#### [TASK INSTRUCTIONS]
Your task is to restate the data word for word.

━━━━━ RECORDED DATA

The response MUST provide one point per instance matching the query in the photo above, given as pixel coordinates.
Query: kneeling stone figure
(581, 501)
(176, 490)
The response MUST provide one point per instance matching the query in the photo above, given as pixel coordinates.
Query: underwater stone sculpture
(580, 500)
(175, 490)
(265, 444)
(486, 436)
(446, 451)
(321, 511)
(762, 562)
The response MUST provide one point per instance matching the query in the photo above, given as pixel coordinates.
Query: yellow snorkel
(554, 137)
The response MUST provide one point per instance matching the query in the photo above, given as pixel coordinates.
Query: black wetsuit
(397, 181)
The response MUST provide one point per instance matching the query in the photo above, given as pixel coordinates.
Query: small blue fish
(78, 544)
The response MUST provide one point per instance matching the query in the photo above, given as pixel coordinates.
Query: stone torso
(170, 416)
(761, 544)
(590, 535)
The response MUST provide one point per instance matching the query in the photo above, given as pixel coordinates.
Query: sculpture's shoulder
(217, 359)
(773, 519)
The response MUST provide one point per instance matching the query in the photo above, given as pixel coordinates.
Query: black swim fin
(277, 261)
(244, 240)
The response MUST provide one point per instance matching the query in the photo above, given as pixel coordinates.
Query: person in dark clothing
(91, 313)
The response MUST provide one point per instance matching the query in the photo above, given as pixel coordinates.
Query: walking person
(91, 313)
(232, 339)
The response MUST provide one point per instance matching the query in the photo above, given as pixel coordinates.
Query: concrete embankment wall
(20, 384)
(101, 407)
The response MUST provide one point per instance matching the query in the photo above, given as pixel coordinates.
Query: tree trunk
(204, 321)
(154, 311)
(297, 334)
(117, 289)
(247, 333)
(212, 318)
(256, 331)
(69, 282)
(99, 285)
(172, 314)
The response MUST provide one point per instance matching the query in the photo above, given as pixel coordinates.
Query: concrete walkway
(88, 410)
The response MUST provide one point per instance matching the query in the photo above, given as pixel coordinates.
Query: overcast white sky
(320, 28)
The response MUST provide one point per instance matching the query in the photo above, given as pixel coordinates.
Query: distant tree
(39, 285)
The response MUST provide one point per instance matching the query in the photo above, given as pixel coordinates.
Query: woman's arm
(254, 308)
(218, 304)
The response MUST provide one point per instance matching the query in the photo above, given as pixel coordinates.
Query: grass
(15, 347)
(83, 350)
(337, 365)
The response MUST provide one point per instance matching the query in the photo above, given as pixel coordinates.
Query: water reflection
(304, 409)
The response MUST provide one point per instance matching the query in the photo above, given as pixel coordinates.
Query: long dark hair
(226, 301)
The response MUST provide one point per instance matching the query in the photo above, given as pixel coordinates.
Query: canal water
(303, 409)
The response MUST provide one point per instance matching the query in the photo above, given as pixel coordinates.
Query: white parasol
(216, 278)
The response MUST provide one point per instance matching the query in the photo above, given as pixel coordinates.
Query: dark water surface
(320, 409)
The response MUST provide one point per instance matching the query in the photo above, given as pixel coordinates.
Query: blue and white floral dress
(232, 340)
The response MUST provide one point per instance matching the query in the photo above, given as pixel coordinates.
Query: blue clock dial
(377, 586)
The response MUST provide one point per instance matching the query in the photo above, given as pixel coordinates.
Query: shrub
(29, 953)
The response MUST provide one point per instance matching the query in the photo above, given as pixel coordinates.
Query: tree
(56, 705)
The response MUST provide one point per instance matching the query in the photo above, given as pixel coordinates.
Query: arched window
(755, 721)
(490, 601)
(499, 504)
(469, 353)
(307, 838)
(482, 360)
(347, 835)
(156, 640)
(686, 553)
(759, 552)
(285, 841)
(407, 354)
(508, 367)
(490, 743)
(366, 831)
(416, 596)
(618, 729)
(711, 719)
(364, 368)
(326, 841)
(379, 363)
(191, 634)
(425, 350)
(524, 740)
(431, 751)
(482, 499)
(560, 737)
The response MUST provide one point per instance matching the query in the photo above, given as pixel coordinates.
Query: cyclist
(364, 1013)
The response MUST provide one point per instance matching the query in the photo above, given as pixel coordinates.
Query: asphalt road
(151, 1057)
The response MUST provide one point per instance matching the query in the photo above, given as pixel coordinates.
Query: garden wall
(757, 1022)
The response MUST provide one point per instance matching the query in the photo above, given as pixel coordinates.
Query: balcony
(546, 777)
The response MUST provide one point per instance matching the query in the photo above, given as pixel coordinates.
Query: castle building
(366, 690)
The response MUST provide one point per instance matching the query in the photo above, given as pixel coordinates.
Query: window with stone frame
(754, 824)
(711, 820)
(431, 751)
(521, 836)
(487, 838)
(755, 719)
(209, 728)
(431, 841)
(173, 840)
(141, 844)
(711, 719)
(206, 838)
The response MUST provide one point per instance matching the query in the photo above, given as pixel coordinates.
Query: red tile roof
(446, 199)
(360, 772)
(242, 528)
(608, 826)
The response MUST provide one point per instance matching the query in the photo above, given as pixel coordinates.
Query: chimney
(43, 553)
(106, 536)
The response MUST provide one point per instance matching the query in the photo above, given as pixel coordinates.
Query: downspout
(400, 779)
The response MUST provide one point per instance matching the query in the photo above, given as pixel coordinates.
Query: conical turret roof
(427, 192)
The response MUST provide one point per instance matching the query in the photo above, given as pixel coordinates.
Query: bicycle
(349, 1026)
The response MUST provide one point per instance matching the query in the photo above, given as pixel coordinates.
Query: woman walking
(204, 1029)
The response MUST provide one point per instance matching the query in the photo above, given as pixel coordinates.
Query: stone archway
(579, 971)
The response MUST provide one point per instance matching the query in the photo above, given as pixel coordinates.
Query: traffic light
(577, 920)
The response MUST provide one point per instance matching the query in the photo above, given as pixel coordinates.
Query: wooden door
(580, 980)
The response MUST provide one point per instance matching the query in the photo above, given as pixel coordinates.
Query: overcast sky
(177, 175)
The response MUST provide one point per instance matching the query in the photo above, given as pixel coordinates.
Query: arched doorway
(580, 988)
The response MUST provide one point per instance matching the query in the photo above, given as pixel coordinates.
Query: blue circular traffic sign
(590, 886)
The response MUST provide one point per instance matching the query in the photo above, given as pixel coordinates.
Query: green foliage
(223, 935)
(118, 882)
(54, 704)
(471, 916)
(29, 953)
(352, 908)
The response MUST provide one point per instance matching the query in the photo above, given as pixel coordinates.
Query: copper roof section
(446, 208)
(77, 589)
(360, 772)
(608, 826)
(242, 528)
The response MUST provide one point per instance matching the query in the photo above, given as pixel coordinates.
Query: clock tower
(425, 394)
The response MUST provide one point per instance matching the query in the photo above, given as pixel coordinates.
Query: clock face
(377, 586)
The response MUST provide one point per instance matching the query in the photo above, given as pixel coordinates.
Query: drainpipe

━━━━━━━━━━

#### [RESULT]
The response MUST provide one point per instance matching the query in the photo above, given as pixel coordinates.
Query: kneeling stone figure
(581, 501)
(176, 490)
The response MUST provide one point per instance matching the query in the photo above, given as pixel coordinates.
Query: underwater stone sculpture
(580, 500)
(175, 490)
(265, 444)
(486, 436)
(446, 451)
(321, 511)
(762, 562)
The response MUST provide one point per instance matching the query in the photo above, given as pixel coordinates.
Query: yellow snorkel
(554, 137)
The response MUST provide one point per instance matching the query in the photo above, given as pixel coordinates.
Query: black wetsuit
(397, 181)
The response MUST provide one point per instance matching the query in the photo above, given as pixel coordinates.
Query: small blue fish
(78, 544)
The response MUST provide one point per instance matching the query in the photo above, given as pixel coordinates.
Query: stone torso
(170, 416)
(761, 544)
(590, 535)
The response MUST provide one point per instance matching the query in the photo above, given as pixel coordinates.
Query: sculpture's shoulder
(217, 359)
(773, 519)
The response MUST provide one point per instance matching the query in the photo above, given as pixel coordinates.
Query: black swim fin
(277, 261)
(244, 240)
The response MUST provide one point per instance matching the query in the photo above, given as pixel coordinates.
Query: person in dark clothing
(91, 313)
The response MUST provide one point per instance matching the query in the photo above, given as pixel coordinates.
Query: walking person
(91, 313)
(232, 339)
The response MUST provide one point per instance matching the query in the photo above, given as pixel coordinates.
Query: concrete embankment wall
(20, 384)
(101, 407)
The response MUST provide one point per instance matching the query in the photo above, given as pixel coordinates.
Query: tree trunk
(204, 321)
(154, 311)
(297, 334)
(117, 289)
(247, 333)
(212, 318)
(256, 331)
(69, 282)
(99, 285)
(172, 314)
The response MUST provide one point per instance matching the query in the photo above, given as pixel coordinates.
Query: concrete walkway
(88, 410)
The response MUST provide one point per instance matching the query in the photo above, given as pixel coordinates.
Query: overcast white sky
(320, 28)
The response MUST provide one point per instance matching the query in the photo above, given as pixel coordinates.
Query: distant tree
(39, 285)
The response MUST provide one point per instance matching the query in the photo above, given as pixel coordinates.
Query: woman's arm
(254, 308)
(218, 304)
The response MUST provide one point per instance matching the query in the photo above, given as pixel coordinates.
Query: grass
(15, 347)
(83, 350)
(337, 365)
The response MUST provide one point per instance matching the query in the photo above, given as pixel coordinates.
Query: water reflection
(304, 409)
The response MUST provide one point per instance matching the query in the photo above, given as pixel coordinates.
Query: long dark hair
(226, 301)
The response MUST provide one point per instance matching the query in the photo above, given as pixel coordinates.
Query: canal water
(303, 409)
The response MUST provide one point per instance matching the query in the photo above, given as pixel coordinates.
Query: white parasol
(216, 278)
The response MUST provide one point per instance matching the query in the photo above, given as pixel coordinates.
Query: dark water surface
(320, 409)
The response MUST provide one point per instance matching the query in the photo above, given as pixel coordinates.
Query: blue and white floral dress
(232, 340)
The response MUST provide one point per instance matching the query in the photo above, given as pixel coordinates.
Query: blue clock dial
(377, 586)
The response MUST provide one point per instance matching the query in the photo above, given as pixel coordinates.
Query: shrub
(29, 953)
The response MUST provide one point per instance matching the query in the photo above, given as pixel coordinates.
Query: tree
(56, 705)
The response MUST provide one point per instance matching the query in the photo above, given as pixel coordinates.
Query: arched window
(755, 721)
(490, 601)
(499, 504)
(469, 353)
(307, 838)
(482, 360)
(347, 835)
(156, 640)
(686, 553)
(759, 552)
(285, 841)
(407, 354)
(508, 367)
(490, 743)
(366, 831)
(416, 596)
(618, 729)
(711, 719)
(364, 368)
(326, 841)
(379, 363)
(191, 634)
(425, 350)
(524, 740)
(431, 751)
(482, 499)
(560, 737)
The response MUST provide one point per instance matching the query in the photo above, given as pixel coordinates.
Query: cyclist
(364, 1013)
The response MUST provide one point per instance matching the query in the photo above, given as pixel coordinates.
Query: asphalt road
(151, 1057)
The response MUST provide one point per instance matching the query in the photo above, given as pixel coordinates.
Query: garden wall
(757, 1022)
The response MUST provide one point per instance matching the query in the photo above, given as pixel coordinates.
Query: balcony
(546, 777)
The response MUST provide one point per instance matching the query in the photo above, given as pixel coordinates.
Query: castle building
(366, 690)
The response MUST provide one point per instance matching the query in the photo above, given as pixel coordinates.
Query: window with stone frame
(754, 824)
(711, 820)
(431, 751)
(521, 836)
(487, 838)
(755, 719)
(209, 728)
(431, 841)
(173, 840)
(141, 844)
(711, 719)
(206, 838)
The response MUST provide one point per instance matching the query in the photo above, given as pixel coordinates.
Query: red tile roof
(446, 199)
(360, 772)
(242, 528)
(608, 826)
The response MUST provide one point per instance matching the query in the photo above, given as pixel coordinates.
Query: chimney
(43, 553)
(106, 536)
The response MUST provide one point per instance matching the query in the photo above, given as pixel coordinates.
Query: downspout
(400, 779)
The response MUST provide one point per instance matching the query in the photo above, given as pixel coordinates.
Query: conical turret roof
(427, 192)
The response MUST provide one point per instance matching the query in the photo above, given as pixel coordinates.
Query: bicycle
(349, 1026)
The response MUST provide one point per instance matching the query in the photo above, given as pixel coordinates.
Query: woman walking
(204, 1029)
The response MUST provide one point per instance matching the query in the photo above, given as pixel coordinates.
Query: stone archway
(579, 971)
The response MUST provide one point per instance matching the query in the photo above, given as pixel coordinates.
Query: traffic light
(577, 920)
The response MUST provide one point per instance matching the query in the photo above, given as pixel coordinates.
Query: wooden door
(580, 980)
The response MUST provide one point per instance matching the query in the photo above, given as pixel coordinates.
Query: overcast sky
(177, 175)
The response MUST provide one point per instance matching the query in the photo above, given as pixel coordinates.
Query: arched doorway
(580, 988)
The response MUST provide one point per instance matching the query in the photo above, given as pixel coordinates.
Query: blue circular traffic sign
(590, 886)
The response MUST provide one point per instance matching the query in the photo above, given as pixel coordinates.
Query: green foliage
(223, 935)
(118, 882)
(54, 704)
(471, 916)
(29, 953)
(352, 908)
The response MUST provide one point per instance matching the query in the photo above, given as pixel coordinates.
Query: copper roof section
(446, 208)
(77, 589)
(360, 772)
(608, 826)
(242, 528)
The response MUST provide one point per instance matching the query in the photo above, given as pixel coordinates.
Query: clock tower
(425, 394)
The response MUST provide one point per instance matching the query in the photo above, given as pixel coordinates.
Query: clock face
(377, 586)
The response MUST provide one point per instance matching the query in the photo above, given as pixel coordinates.
Query: drainpipe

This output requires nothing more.